(Selected passage)

This article now proceeds to comprehend the German legal system with respect to regulatory offences to seek an understanding of how regulatory offences can be functional as a separate category of offences and if the English criminal law should consider the same. The German system witnessed a change when some crimes (Straftaten) were moved to separate regulatory offences (Ordnungswidrigkeiten), and financial penalties (Geldstrafen) transformed into administrative penalties (Geldbussen).[22] What sets apart these regulatory offences from ‘true crimes’ is the societal censure and condemnation attracted to the real crimes that are missing in regulatory crimes. The procedure of administrative penalties is more straightforward, quicker, and more accessible; however, if the alleged offender objects to Geldbussen, then the matter will be decided in criminal court. This development has helped the government promote a cost-effective mechanism[23] that allows deterrence without the overbearing formalities, stigma, and safeguards associated with criminal prosecution[24]. As it has been argued in the earlier part of the article that a regulatory offence is an offence that does not reach the punishable prohibited range of a criminal offence, but appears worthy of retribution. For instance, in German Law, Keeping Dangerous Animals (§ 121 OWiG)[25] and Total intoxication (§ 122 OWiG)[26]are part of regulatory offences. Traffic law is another wrongdoing that can fall within the ambit of this, as  has been argued in the previous section of the article.

Even within the English criminal jurisprudence, some scholars keep the regulatory offences in the category of administrative penalties.[27] Duff believes that it is not appropriate to term these administrative penalties as wrongs,[28]and this could also be seen as a distinguishing element between the true-crime and regulatory offences. Likewise, Tadros feels penalties have no deterrence effect or motive,[29] unlike the real criminal liability, and should be distinguished from the same. Based on the illustration of the German legal system and the scholarship discussed above, it is argued that English law should also consider following similar footsteps as the German legal system and promote administrative offences or regulatory offences as a functional category, and the punishment limited to this category should be a financial penalty.

(Problem details)
According to the passage on German regulatory offences, what happens when an alleged offender objects to Geldbussen? The material that comes next plays no part in this work.

(Records provided)

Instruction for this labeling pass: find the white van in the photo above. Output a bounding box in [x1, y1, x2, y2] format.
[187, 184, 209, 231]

==

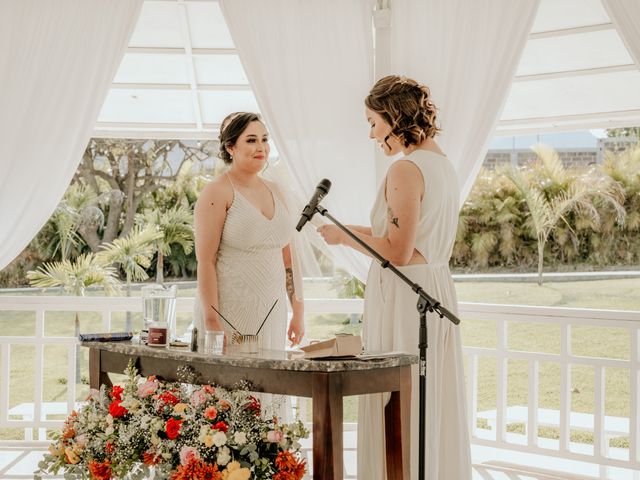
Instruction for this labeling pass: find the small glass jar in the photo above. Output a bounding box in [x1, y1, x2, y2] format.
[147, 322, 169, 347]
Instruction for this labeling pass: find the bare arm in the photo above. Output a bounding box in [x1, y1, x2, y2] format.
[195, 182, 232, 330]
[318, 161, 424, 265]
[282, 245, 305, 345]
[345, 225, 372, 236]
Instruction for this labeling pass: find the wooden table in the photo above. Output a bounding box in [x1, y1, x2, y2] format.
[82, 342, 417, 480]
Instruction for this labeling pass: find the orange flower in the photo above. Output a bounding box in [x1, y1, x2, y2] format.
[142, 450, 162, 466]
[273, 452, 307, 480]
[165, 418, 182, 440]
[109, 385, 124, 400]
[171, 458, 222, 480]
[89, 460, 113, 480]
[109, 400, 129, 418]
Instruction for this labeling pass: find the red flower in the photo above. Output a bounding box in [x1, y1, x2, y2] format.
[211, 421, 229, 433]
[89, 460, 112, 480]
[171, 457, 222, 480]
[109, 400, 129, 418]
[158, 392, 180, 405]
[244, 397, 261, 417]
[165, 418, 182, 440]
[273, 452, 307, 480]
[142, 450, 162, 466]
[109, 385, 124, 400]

(Task response)
The matter is decided in criminal court.